◆ **What is expected**:
In the listing below, rename "podium" to "lectern" throughout the part that opens with the line containing "TARGET = arched doorway" and closes with the line containing "column 816, row 196". Reproduce only that part, with every other word left as it is.

Photo object pointing records:
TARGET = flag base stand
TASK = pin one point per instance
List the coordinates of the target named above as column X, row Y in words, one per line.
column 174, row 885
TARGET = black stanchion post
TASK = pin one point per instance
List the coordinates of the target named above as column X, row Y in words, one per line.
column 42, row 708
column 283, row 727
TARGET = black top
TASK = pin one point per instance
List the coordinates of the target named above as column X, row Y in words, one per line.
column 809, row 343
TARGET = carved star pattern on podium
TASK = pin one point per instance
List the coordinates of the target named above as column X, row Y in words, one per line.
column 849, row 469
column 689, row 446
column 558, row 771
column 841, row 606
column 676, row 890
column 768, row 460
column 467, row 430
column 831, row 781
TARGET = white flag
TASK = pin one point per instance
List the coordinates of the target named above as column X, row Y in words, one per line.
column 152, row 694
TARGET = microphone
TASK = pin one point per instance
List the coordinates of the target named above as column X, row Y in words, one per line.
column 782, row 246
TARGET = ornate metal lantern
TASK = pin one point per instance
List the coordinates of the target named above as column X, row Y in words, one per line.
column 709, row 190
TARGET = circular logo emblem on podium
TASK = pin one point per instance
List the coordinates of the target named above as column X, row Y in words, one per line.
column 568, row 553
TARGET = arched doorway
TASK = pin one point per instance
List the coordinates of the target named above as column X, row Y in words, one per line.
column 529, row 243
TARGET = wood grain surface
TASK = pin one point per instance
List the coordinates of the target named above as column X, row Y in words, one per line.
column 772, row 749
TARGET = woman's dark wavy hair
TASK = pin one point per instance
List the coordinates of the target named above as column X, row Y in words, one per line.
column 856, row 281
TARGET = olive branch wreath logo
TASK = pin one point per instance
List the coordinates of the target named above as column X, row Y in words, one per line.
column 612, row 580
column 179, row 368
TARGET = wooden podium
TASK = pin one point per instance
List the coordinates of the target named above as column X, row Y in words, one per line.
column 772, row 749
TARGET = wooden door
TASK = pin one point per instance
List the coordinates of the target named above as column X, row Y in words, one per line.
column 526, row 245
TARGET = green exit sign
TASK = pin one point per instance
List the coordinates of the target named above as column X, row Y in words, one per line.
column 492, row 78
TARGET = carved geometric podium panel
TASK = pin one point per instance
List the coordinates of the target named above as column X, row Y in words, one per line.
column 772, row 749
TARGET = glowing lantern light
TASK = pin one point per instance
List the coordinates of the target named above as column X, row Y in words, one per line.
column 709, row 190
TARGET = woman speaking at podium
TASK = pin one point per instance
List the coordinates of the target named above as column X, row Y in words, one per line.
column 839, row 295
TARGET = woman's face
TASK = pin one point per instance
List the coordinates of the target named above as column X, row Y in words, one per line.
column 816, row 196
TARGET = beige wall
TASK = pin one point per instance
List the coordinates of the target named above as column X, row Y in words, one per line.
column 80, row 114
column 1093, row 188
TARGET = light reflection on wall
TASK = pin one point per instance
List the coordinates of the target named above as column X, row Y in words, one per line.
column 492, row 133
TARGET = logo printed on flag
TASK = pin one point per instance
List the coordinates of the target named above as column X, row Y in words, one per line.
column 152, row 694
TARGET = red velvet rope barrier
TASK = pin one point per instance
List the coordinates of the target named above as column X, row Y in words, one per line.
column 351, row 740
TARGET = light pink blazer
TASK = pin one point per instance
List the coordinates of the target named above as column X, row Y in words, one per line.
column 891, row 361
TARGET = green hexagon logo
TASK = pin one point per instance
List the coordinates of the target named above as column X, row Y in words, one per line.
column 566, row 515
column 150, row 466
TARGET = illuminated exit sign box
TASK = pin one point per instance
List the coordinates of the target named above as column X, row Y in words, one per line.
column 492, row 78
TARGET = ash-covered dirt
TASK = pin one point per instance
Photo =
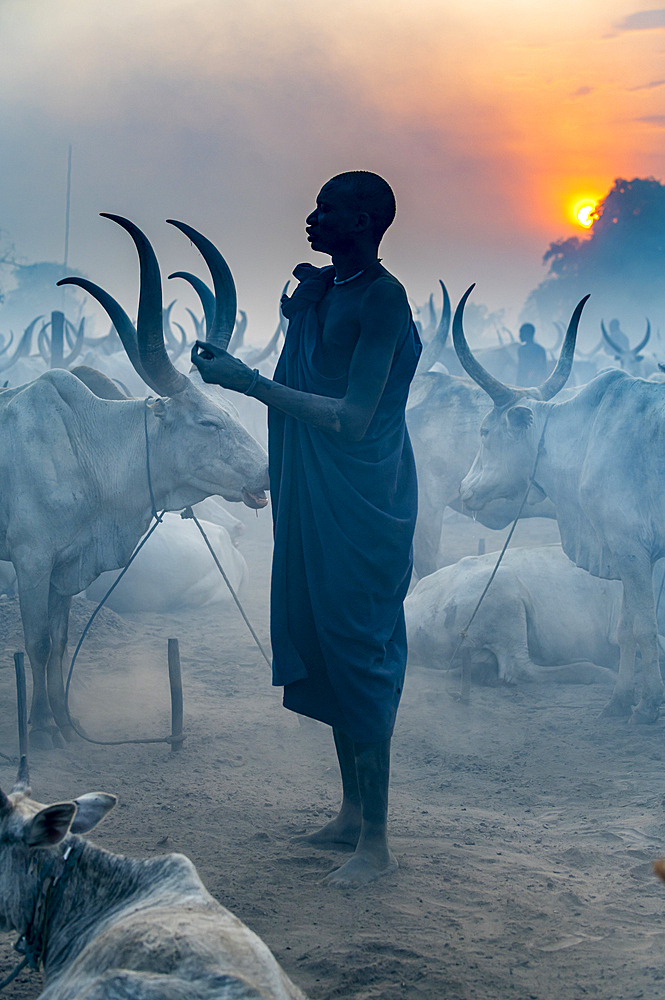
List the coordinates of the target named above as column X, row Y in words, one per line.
column 525, row 826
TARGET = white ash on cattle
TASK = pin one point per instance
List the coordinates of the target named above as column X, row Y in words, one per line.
column 541, row 619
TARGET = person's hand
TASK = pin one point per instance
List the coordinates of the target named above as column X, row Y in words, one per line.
column 218, row 367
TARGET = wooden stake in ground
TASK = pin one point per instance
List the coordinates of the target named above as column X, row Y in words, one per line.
column 175, row 682
column 465, row 686
column 22, row 704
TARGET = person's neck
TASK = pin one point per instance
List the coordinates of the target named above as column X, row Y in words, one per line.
column 352, row 262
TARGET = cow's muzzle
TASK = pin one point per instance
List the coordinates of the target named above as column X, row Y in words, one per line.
column 256, row 500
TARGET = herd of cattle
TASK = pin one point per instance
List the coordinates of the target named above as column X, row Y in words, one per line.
column 87, row 460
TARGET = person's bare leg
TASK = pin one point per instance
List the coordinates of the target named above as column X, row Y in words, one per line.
column 345, row 828
column 372, row 856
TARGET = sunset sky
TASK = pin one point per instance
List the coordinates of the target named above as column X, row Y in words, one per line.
column 490, row 118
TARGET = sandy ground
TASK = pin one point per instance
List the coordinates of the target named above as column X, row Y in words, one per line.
column 524, row 826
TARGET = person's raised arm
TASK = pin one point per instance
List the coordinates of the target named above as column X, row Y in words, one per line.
column 383, row 315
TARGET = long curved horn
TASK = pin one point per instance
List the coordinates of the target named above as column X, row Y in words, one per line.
column 44, row 343
column 615, row 347
column 77, row 346
column 180, row 347
column 643, row 343
column 9, row 343
column 121, row 322
column 501, row 394
column 199, row 325
column 432, row 352
column 559, row 376
column 169, row 337
column 559, row 336
column 203, row 292
column 226, row 302
column 149, row 331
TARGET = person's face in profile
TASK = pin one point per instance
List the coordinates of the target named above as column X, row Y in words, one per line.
column 334, row 224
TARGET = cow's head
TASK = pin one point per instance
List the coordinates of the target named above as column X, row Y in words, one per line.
column 33, row 841
column 199, row 431
column 508, row 444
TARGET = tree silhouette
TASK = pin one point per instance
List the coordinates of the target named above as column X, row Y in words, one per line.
column 622, row 264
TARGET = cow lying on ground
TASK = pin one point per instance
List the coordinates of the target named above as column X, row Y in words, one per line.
column 106, row 927
column 541, row 619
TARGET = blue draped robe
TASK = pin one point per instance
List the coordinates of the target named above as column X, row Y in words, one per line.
column 344, row 514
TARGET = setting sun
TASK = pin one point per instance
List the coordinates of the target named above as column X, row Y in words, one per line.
column 583, row 212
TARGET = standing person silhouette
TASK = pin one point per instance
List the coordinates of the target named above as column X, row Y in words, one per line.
column 531, row 358
column 344, row 502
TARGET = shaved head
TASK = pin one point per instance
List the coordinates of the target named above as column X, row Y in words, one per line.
column 367, row 192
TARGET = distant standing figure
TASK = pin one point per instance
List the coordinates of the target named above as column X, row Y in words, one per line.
column 531, row 358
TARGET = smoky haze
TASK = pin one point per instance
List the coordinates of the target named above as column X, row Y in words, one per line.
column 231, row 117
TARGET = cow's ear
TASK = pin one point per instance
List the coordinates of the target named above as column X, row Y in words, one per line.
column 519, row 418
column 90, row 810
column 50, row 825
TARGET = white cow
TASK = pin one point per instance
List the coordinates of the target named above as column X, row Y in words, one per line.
column 541, row 619
column 174, row 570
column 108, row 927
column 600, row 459
column 80, row 476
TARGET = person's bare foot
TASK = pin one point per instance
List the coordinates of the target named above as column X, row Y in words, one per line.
column 340, row 831
column 365, row 866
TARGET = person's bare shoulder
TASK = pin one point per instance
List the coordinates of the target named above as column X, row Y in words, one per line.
column 386, row 292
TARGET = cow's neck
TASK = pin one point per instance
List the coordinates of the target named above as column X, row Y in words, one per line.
column 98, row 886
column 561, row 434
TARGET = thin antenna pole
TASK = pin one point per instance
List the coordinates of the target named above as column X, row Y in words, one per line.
column 69, row 192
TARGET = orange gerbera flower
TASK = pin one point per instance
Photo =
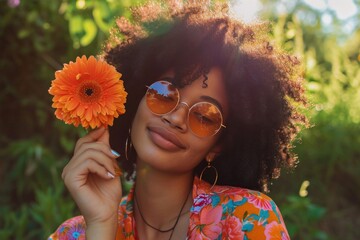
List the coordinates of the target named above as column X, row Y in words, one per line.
column 88, row 93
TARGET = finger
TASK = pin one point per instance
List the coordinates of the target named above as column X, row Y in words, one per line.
column 105, row 137
column 78, row 176
column 100, row 146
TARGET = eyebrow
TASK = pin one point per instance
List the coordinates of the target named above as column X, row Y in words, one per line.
column 212, row 100
column 167, row 78
column 203, row 97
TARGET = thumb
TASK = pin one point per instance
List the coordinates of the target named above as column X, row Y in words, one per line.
column 104, row 137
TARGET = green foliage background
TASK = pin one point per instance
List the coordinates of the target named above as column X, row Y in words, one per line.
column 319, row 200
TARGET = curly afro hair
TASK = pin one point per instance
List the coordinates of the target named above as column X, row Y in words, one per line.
column 264, row 84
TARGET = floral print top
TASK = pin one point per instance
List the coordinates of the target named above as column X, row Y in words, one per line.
column 219, row 213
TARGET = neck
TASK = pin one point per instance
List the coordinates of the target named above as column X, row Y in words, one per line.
column 160, row 197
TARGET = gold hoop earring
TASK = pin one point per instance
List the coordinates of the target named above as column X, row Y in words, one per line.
column 128, row 145
column 209, row 160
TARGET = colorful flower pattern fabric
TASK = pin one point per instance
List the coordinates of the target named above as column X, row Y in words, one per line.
column 217, row 213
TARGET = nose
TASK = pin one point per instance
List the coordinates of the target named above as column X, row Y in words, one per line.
column 177, row 118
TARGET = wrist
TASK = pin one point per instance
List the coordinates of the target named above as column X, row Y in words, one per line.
column 102, row 230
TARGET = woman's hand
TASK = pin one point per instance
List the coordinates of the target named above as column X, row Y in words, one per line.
column 90, row 177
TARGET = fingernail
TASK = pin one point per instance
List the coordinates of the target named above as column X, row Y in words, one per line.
column 115, row 153
column 109, row 174
column 118, row 172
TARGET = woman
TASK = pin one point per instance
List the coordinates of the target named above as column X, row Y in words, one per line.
column 211, row 113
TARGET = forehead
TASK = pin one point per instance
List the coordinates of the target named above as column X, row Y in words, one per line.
column 206, row 87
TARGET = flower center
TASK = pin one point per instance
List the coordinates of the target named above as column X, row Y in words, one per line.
column 89, row 91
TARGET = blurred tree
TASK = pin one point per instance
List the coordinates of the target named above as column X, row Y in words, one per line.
column 41, row 35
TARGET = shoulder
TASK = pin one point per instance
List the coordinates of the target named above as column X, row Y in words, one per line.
column 236, row 213
column 73, row 228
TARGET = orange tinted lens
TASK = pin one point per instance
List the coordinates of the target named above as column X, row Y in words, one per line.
column 162, row 97
column 205, row 119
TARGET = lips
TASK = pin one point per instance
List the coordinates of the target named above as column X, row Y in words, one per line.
column 165, row 139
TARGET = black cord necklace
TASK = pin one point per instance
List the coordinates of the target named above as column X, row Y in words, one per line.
column 158, row 229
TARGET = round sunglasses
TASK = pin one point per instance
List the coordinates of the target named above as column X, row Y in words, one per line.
column 204, row 118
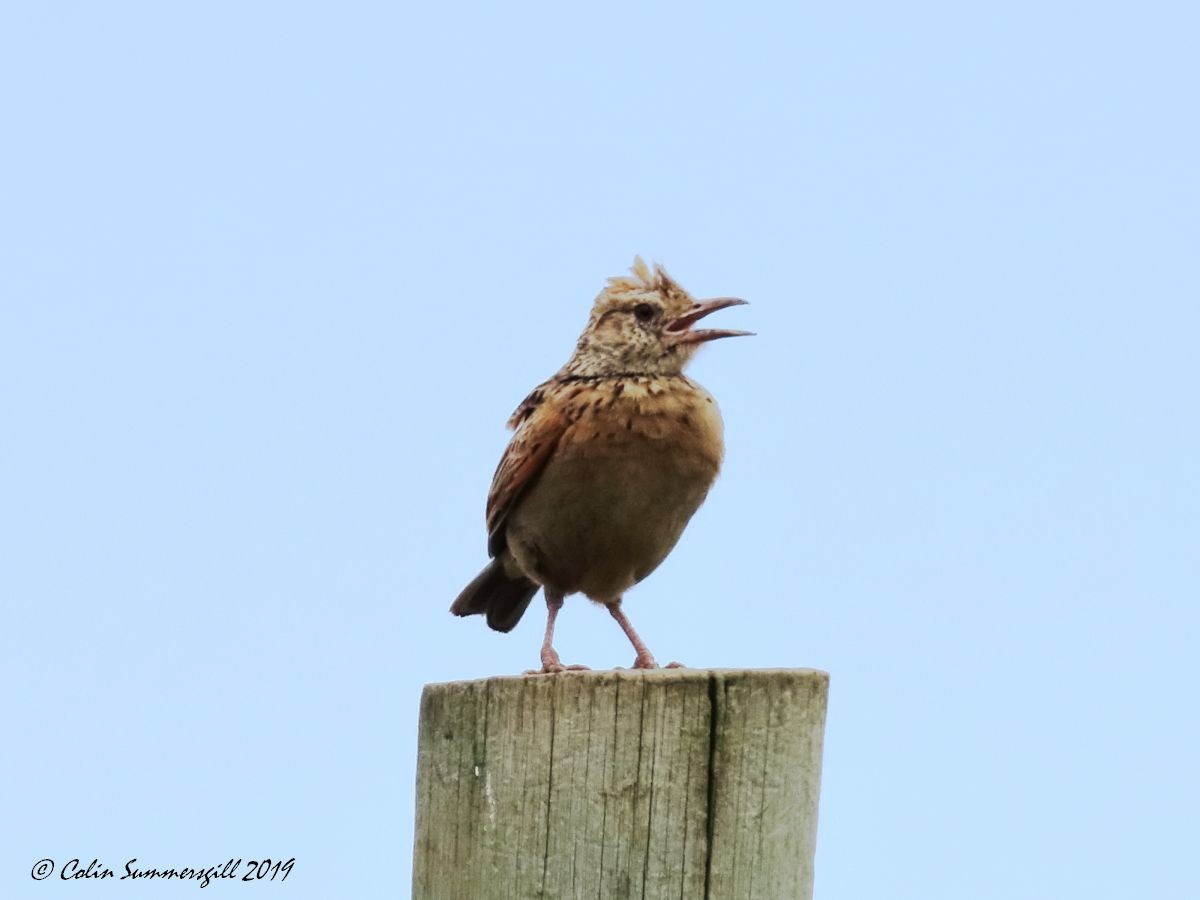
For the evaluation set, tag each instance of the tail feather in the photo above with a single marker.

◆ **Answer**:
TARGET = arched doorway
TASK = pin one point per instance
List the coordinates of the target named above as column X, row Y in words, one per line.
column 529, row 243
TARGET = wood grain surface
TASK = pin one point per instance
List the coordinates of the target named above as column X, row Y in words, one per line.
column 772, row 749
TARGET = woman's dark wavy hair
TASK = pin one point per instance
List the coordinates of the target named above as column X, row Y in words, one per line.
column 856, row 281
TARGET = olive branch wreath logo
TASK = pin one point per instance
List the coordinates of the target named above as column X, row Y in words, one per line.
column 612, row 580
column 179, row 368
TARGET = wooden lectern
TASK = pin one point per instance
List the coordinates of the target named above as column X, row Y in words, one per line.
column 772, row 749
TARGET = wooden door
TASK = pin one point per instance
List the coordinates of the target named above as column X, row Y in words, one per line.
column 526, row 245
TARGET = green exit sign
TASK = pin one point per instance
List the coordinates of the target named above as column X, row Y in words, one per line.
column 492, row 78
TARGET = carved geometric lectern panel
TASK = pin one point per instance
List the coordinates of the target named above as column X, row Y in words, one per line.
column 772, row 749
TARGET = glowing lantern light
TASK = pin one point per instance
List the coordinates of the target named above as column X, row Y in words, one per line.
column 709, row 190
TARGET = woman speaking at lectern
TASK = pin one point per instance
List the coordinates of the target named above as column X, row Y in words, one per line.
column 839, row 295
TARGET = woman's face
TASK = pin one point per instance
List the coordinates of the target named above as column X, row Y in words, one per line.
column 816, row 196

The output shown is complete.